#### SUPPLIED RECORDS
-- -- --

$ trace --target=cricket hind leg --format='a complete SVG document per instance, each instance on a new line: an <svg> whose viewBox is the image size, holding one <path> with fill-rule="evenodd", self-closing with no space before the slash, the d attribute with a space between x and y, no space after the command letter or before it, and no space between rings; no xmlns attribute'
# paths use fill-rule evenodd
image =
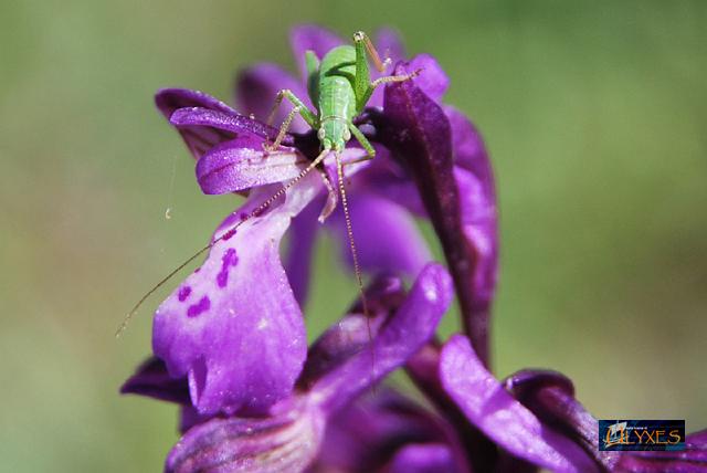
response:
<svg viewBox="0 0 707 473"><path fill-rule="evenodd" d="M273 144L270 144L268 139L266 139L265 143L263 144L263 149L265 149L266 153L272 153L277 148L279 148L279 145L285 138L285 135L287 134L287 130L289 129L289 125L292 125L292 120L295 118L295 115L299 114L299 116L302 116L304 120L307 122L307 125L309 125L312 128L317 128L317 125L319 122L317 118L317 115L314 112L312 112L309 108L307 108L307 105L305 105L305 103L302 102L291 90L283 88L282 91L277 92L277 96L275 97L275 103L273 104L273 107L271 108L270 114L267 116L268 126L273 125L273 120L275 119L275 114L277 113L277 109L282 105L284 98L287 98L287 101L289 101L289 103L293 104L294 107L292 111L289 111L289 113L287 114L287 117L281 125L279 132L275 137L275 141Z"/></svg>
<svg viewBox="0 0 707 473"><path fill-rule="evenodd" d="M371 330L371 314L368 311L368 299L366 298L366 292L363 291L363 276L361 272L361 265L358 261L358 251L356 250L356 242L354 241L354 225L351 224L351 214L349 211L349 203L346 197L346 186L344 185L344 162L341 162L341 154L337 151L336 158L336 171L338 176L339 195L341 196L341 208L344 209L344 219L346 221L346 233L349 239L349 248L351 250L351 260L354 261L354 272L356 274L356 283L358 285L358 293L361 297L361 305L363 307L363 317L366 318L366 328L368 330L368 339L373 341L373 334ZM376 353L371 350L372 356L372 369L376 375Z"/></svg>
<svg viewBox="0 0 707 473"><path fill-rule="evenodd" d="M366 135L363 135L363 132L358 129L358 127L356 125L354 125L352 123L350 123L350 122L349 122L348 126L349 126L349 130L351 132L351 135L354 135L356 140L366 150L366 156L363 158L357 159L355 161L347 162L347 165L351 165L354 162L359 162L359 161L365 161L365 160L368 160L368 159L373 159L376 157L376 148L373 148L373 145L371 145L371 143L368 140L368 138L366 138Z"/></svg>

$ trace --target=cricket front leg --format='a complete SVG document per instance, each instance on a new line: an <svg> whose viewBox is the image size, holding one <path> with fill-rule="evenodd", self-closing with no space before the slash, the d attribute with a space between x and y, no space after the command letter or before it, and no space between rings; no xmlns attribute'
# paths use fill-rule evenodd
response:
<svg viewBox="0 0 707 473"><path fill-rule="evenodd" d="M287 130L289 129L289 125L292 125L292 120L295 118L295 115L299 114L299 116L302 116L304 120L307 122L307 125L309 125L312 128L317 128L318 126L319 119L317 118L317 115L314 112L312 112L309 108L307 108L305 103L302 102L288 88L283 88L277 93L277 96L275 97L275 103L273 104L273 108L271 109L270 115L267 116L268 126L272 126L273 120L275 119L275 113L282 105L284 98L287 98L289 103L294 105L294 108L289 111L289 113L287 114L287 117L285 118L283 124L279 126L279 132L277 133L277 137L275 138L275 141L271 145L267 143L267 140L265 140L265 143L263 144L263 149L265 149L265 151L267 153L272 153L277 148L279 148L279 145L285 138L285 135L287 134Z"/></svg>
<svg viewBox="0 0 707 473"><path fill-rule="evenodd" d="M359 111L363 111L363 107L366 107L366 104L371 98L371 95L373 95L373 92L376 91L376 87L378 87L379 85L381 85L381 84L390 84L392 82L410 81L411 78L415 78L418 75L420 75L421 72L422 72L422 70L419 69L419 70L415 70L415 71L411 72L410 74L384 75L382 77L378 77L376 81L373 81L370 84L368 84L368 88L366 90L366 93L363 94L363 96L361 97L361 101L359 103Z"/></svg>

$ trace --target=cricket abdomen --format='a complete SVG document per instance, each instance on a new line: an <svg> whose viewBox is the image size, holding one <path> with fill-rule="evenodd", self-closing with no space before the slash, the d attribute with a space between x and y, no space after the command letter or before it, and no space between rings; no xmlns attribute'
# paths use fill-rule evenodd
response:
<svg viewBox="0 0 707 473"><path fill-rule="evenodd" d="M356 50L338 46L329 51L319 65L319 140L342 150L351 137L348 124L356 115Z"/></svg>

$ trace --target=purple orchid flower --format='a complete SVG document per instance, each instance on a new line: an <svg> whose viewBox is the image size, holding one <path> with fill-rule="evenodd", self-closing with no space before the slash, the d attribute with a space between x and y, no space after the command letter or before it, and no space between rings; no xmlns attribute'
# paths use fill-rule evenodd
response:
<svg viewBox="0 0 707 473"><path fill-rule="evenodd" d="M166 471L302 471L316 458L328 419L404 365L433 336L452 295L449 274L434 263L420 272L409 294L401 280L378 277L367 291L372 343L359 304L312 346L297 386L258 417L194 412L191 379L175 378L158 358L143 365L122 392L183 406L187 433ZM255 368L270 369L262 362Z"/></svg>
<svg viewBox="0 0 707 473"><path fill-rule="evenodd" d="M166 470L705 467L705 432L688 437L685 452L600 454L597 421L574 399L569 379L526 370L502 382L488 371L498 244L488 157L468 119L442 104L449 80L436 61L429 55L403 61L390 32L378 45L397 61L395 73L423 72L373 95L357 124L377 157L349 167L347 177L362 267L395 276L379 275L367 290L368 318L359 301L306 346L302 305L312 249L319 221L336 201L318 171L270 201L318 154L318 143L316 133L296 120L281 149L265 157L262 144L277 130L262 120L278 90L306 97L305 50L321 56L342 41L316 27L298 28L292 39L303 80L273 64L243 72L236 83L241 113L199 92L163 90L156 97L197 158L202 190L249 197L217 229L202 266L158 308L156 357L123 387L182 407L184 435ZM279 119L287 111L281 113ZM344 159L362 153L351 144ZM321 172L328 172L326 161ZM267 209L254 213L263 202ZM442 266L429 264L414 217L432 222L451 278ZM326 228L346 241L340 214L334 212ZM283 264L278 250L287 230L291 251ZM415 280L410 292L400 275ZM452 284L464 335L442 345L433 337ZM403 366L430 406L371 390Z"/></svg>

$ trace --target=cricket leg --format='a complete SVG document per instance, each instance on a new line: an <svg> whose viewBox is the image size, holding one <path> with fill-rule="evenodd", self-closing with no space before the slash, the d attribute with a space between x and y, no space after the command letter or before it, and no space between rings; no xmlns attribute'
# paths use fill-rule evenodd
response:
<svg viewBox="0 0 707 473"><path fill-rule="evenodd" d="M371 145L371 143L368 140L368 138L366 138L366 135L363 135L363 133L360 129L358 129L358 127L352 123L349 123L349 130L351 132L351 135L354 135L356 140L361 144L363 149L366 149L366 156L363 156L362 158L356 159L354 161L347 162L347 165L352 165L354 162L360 162L360 161L367 161L369 159L373 159L376 157L376 149L373 148L373 145Z"/></svg>
<svg viewBox="0 0 707 473"><path fill-rule="evenodd" d="M270 145L266 140L265 144L263 145L263 148L268 153L274 151L279 147L279 144L285 138L285 135L289 129L289 125L292 124L292 120L294 119L296 114L299 114L304 118L304 120L307 122L307 125L309 125L312 128L317 128L317 125L318 125L317 115L314 112L312 112L309 108L307 108L305 103L302 102L295 94L293 94L291 90L283 88L277 93L277 96L275 97L275 103L273 104L273 108L271 109L270 115L267 116L268 126L272 126L273 119L275 118L275 113L279 108L284 98L287 98L289 103L294 105L294 108L289 112L289 114L287 114L287 118L285 118L282 126L279 127L279 132L277 133L277 137L275 138L275 141L272 145Z"/></svg>

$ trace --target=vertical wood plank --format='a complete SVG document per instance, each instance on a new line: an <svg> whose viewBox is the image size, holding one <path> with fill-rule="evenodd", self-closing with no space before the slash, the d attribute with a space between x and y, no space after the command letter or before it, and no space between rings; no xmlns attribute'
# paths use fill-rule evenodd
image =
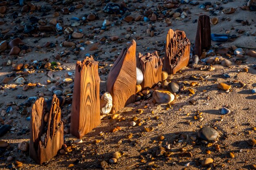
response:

-- -- --

#### WHAT THE TASK ASKS
Print the stretch of the data from the line containing "trace --target=purple orchid" through the line containing "471L302 471L316 458L328", both included, keeping each line unchanged.

#### SOLUTION FOR THIS TASK
$ trace --target=purple orchid flower --format='a complete SVG document per instance, each instance on a new line: an <svg> whose viewBox is the image size, holding one <path> with fill-rule="evenodd", self-closing with no space before the slash, the d attribute with a space between x and y, no space after the command letter or before it, and no space between rings; no xmlns attribute'
# paths use fill-rule evenodd
response:
<svg viewBox="0 0 707 473"><path fill-rule="evenodd" d="M166 471L302 471L316 458L328 419L404 365L433 336L452 295L449 274L434 263L420 272L409 294L401 280L378 277L367 291L372 343L359 304L312 346L297 386L258 417L194 412L191 379L175 378L158 358L143 365L122 392L183 406L187 433ZM255 368L270 369L262 362Z"/></svg>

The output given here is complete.